• WORK REQUEST A: In the text on tuberculosis in North Korea, what is the approximate yearly cost of MDR TB treatment for one patient?
• WORK REQUEST B: Resume the text on multidrug-resistant tuberculosis in North Korea, picking up after its final sentence.

(SELECTED EXCERPT Opens)

The South Korea-based TB aid organization Eugene Bell Foundation reported that North Korea has “at least 5,000” cases of multidrug-resistant TB (MDR TB) every year. Incidence actually could be much higher because North Korea restricts foreign doctors’ access and the country does not have the means to test for MDR TB.
MDR TB treatment requires an intense course of “second-line” antibiotics that costs approximately $2,000 per patient per year—an amount beyond the means of most North Koreans. Although the Eugene Bell Foundation sent more than $600,000 worth of TB medicines to North Korea in March, that amount helps only 500 North Korean patients a year, according to foundation chairperson Stephen Linton.

(SELECTED EXCERPT Closes)
(RECORDS SUPPLIED Opens)

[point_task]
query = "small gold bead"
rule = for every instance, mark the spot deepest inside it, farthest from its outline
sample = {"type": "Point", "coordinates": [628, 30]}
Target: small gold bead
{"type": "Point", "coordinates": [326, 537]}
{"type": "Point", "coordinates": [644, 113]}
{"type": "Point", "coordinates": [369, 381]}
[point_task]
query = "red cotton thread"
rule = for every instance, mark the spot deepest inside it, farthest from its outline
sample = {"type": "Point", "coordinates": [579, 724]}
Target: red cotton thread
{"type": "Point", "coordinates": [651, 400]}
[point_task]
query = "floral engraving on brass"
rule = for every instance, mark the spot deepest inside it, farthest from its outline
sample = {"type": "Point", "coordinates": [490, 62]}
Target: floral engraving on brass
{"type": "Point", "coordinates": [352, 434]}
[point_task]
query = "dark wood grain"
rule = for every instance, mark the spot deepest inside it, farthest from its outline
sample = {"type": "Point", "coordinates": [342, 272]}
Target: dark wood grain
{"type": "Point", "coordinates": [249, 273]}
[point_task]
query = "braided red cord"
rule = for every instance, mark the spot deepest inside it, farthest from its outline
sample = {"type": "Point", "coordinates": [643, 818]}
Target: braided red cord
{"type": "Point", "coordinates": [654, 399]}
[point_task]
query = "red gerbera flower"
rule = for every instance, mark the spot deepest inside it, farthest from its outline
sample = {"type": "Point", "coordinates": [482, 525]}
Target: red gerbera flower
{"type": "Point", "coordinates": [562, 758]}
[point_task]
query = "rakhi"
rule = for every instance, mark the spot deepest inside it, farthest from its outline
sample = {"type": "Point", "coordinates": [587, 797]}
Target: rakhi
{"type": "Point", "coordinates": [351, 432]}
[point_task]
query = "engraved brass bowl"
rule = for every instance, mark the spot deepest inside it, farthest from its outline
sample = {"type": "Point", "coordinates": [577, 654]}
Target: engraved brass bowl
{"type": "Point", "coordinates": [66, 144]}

(RECORDS SUPPLIED Closes)

• EXERCISE OUTPUT A: Approximately $2,000 per patient per year.

• EXERCISE OUTPUT B:
Western nations’ sanctions and poverty have resulted in “chronic shortages of medicine” in North Korea. The sanctions make it hard to produce pharmaceuticals in North Korea because companies cannot import dual-use products—items for military and civilian use—including chemicals necessary to ensure drug quality. TB flourishes in cold, damp, crowded conditions, among malnourished people, as many are in North Korea. The emergence of MDR TB strains in North Korea could threaten neighboring countries China and South Korea.
Reports about North Korea’s healthcare system are conflicting. Although a World Health Organization director stated that North Korea’s free system was “the envy of the developing world,” Amnesty International reported that doctors had to perform surgery by candlelight and amputations without anesthesia.
Positive indicators include the 2010 collaboration between scientists from a US nonprofit organization and the North Korea health ministry on a TB prevention and treatment training center for North Korean doctors. In addition, some Chinese and European companies have set up pharmaceutical companies in Pyongyang, a more affluent area where many can afford medicines.